> [Aim] Rewrite the data below, substituting "receives its own outline" for each occurrence of "gets an outline of its own" and leaving every other part unchanged.

(Stored items)
● ● ● ●

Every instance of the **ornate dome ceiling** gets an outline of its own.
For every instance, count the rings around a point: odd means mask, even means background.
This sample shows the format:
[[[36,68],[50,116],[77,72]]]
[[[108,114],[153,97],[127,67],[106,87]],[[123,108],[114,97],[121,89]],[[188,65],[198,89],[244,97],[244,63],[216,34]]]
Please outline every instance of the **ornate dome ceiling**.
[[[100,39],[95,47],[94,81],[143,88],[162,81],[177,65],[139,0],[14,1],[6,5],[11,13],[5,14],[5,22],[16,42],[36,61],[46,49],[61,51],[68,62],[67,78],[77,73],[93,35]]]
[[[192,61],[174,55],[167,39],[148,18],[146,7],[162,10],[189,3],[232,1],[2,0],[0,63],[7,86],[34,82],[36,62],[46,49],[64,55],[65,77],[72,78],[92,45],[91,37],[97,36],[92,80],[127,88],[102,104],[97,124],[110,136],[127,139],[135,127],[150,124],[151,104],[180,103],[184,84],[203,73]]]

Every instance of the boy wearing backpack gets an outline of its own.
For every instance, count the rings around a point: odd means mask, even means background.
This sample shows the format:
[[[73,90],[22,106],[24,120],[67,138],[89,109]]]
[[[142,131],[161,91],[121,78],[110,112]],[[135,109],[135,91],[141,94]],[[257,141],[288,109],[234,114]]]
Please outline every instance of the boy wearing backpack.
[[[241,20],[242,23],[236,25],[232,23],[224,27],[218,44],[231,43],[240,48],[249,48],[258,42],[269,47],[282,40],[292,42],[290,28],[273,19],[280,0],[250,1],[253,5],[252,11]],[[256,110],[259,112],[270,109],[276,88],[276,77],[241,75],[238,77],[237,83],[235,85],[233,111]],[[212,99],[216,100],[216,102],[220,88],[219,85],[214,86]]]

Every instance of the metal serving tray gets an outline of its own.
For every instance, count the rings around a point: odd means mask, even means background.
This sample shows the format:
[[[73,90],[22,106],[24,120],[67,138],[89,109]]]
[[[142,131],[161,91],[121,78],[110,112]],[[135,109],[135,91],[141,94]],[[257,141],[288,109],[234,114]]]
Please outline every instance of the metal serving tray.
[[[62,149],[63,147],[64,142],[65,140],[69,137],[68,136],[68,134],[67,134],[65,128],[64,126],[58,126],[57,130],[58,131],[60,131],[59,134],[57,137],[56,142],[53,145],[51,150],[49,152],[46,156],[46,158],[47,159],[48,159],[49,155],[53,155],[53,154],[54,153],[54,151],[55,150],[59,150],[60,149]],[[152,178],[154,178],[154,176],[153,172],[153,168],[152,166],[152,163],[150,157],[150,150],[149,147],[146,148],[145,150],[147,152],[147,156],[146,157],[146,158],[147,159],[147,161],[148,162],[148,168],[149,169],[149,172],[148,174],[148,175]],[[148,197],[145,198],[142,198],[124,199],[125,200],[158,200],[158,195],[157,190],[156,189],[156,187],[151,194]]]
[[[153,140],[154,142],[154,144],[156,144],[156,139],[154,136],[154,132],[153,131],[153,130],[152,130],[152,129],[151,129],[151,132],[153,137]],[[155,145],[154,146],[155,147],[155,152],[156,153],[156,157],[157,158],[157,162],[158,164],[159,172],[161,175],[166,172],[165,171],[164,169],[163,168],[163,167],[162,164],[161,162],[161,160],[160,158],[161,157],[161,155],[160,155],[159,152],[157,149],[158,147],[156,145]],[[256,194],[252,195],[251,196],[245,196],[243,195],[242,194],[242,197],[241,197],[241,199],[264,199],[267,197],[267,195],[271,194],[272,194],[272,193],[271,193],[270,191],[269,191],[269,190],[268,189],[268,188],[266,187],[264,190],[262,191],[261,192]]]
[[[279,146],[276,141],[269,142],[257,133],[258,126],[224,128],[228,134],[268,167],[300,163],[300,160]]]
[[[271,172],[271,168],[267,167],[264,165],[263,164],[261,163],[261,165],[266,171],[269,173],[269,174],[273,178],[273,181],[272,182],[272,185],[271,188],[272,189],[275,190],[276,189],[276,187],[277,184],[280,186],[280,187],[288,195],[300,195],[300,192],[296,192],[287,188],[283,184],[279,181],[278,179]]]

● ● ● ●

> [The completed task]
Every instance of the **ornate dome ceiling** receives its own outline.
For every instance, count the rings around a point: odd means mask, even means background.
This sample shows the format:
[[[36,68],[50,116],[77,72]]]
[[[108,114],[153,97],[127,67],[106,87]],[[123,108],[114,97],[121,89]],[[188,65],[198,89],[244,97],[244,63],[216,34]]]
Please outline every instance of the **ornate dome ceiling**.
[[[100,39],[95,47],[94,81],[143,88],[162,81],[177,65],[139,0],[14,1],[6,5],[11,13],[5,14],[5,22],[16,42],[36,61],[46,49],[61,51],[68,62],[67,78],[77,73],[93,35]]]
[[[192,61],[174,55],[167,39],[148,18],[146,7],[162,10],[189,3],[232,1],[2,0],[0,63],[7,86],[34,82],[36,62],[46,49],[64,55],[65,77],[72,78],[92,45],[91,37],[97,36],[92,80],[127,88],[102,104],[97,124],[110,136],[127,139],[135,127],[150,124],[151,104],[180,103],[184,84],[203,73]]]

Every instance of the boy wearing backpack receives its own outline.
For every instance, count the rings around a point: odd means mask, even means background.
This sample shows the format:
[[[73,90],[22,106],[24,120],[67,138],[89,109]]]
[[[142,131],[161,91],[121,78],[110,112]],[[135,109],[135,91],[141,94]],[[257,141],[288,109],[234,114]]]
Please outline every instance of the boy wearing backpack.
[[[241,20],[242,23],[236,25],[232,23],[224,27],[218,44],[231,43],[240,48],[249,48],[258,42],[269,47],[282,40],[292,42],[290,28],[273,19],[280,0],[250,1],[253,5],[252,11]],[[256,110],[259,112],[270,109],[276,88],[276,77],[241,75],[238,77],[237,83],[235,85],[233,111]],[[212,99],[216,100],[216,102],[220,88],[219,85],[214,86]]]

Every instance of the metal serving tray receives its own outline.
For every instance, count the rings around a point: odd means mask, even means background.
This sample shows the format:
[[[73,90],[22,106],[24,120],[67,138],[89,109]]]
[[[142,131],[161,91],[121,78],[110,112]],[[135,109],[135,91],[141,94]],[[257,141],[288,109],[234,114]]]
Please outline every instance of the metal serving tray.
[[[62,149],[63,147],[64,142],[65,140],[69,137],[68,136],[68,134],[67,134],[65,128],[64,126],[58,126],[57,130],[58,131],[60,131],[59,134],[57,137],[56,142],[53,145],[51,150],[49,152],[46,156],[46,158],[47,159],[48,159],[49,155],[53,155],[53,154],[54,153],[54,151],[55,150],[59,150],[60,149]],[[152,178],[154,178],[154,176],[153,172],[153,168],[152,166],[152,163],[150,157],[150,150],[149,147],[146,148],[145,150],[147,152],[147,156],[146,157],[146,158],[147,159],[147,161],[148,162],[148,168],[149,169],[149,172],[148,174],[148,175]],[[148,197],[145,198],[142,198],[124,199],[125,200],[158,200],[158,195],[157,190],[156,189],[156,187],[151,194]]]
[[[153,140],[154,142],[154,144],[156,144],[156,139],[154,136],[154,132],[153,131],[153,130],[152,130],[152,129],[151,129],[151,132],[153,137]],[[155,145],[154,146],[155,147],[155,152],[156,153],[156,157],[157,158],[157,162],[158,164],[159,172],[161,175],[166,172],[165,171],[164,169],[163,168],[163,167],[162,164],[161,162],[161,160],[160,158],[161,157],[161,155],[160,155],[159,152],[157,149],[158,147],[156,145]],[[256,194],[252,195],[251,196],[245,196],[243,195],[242,194],[242,197],[241,197],[241,199],[264,199],[267,197],[267,195],[271,194],[272,194],[272,193],[271,193],[270,191],[269,191],[269,190],[268,189],[268,188],[266,187],[264,190],[262,191],[261,192]]]
[[[279,146],[276,141],[269,142],[257,133],[258,126],[224,128],[228,134],[268,167],[300,163],[300,160]]]
[[[271,172],[271,168],[267,167],[264,165],[263,164],[261,163],[261,165],[266,171],[269,173],[269,174],[273,178],[273,181],[272,182],[272,185],[271,188],[272,189],[275,190],[276,189],[276,187],[277,184],[280,186],[280,187],[288,195],[300,195],[300,192],[296,192],[287,188],[283,184],[279,181],[278,179]]]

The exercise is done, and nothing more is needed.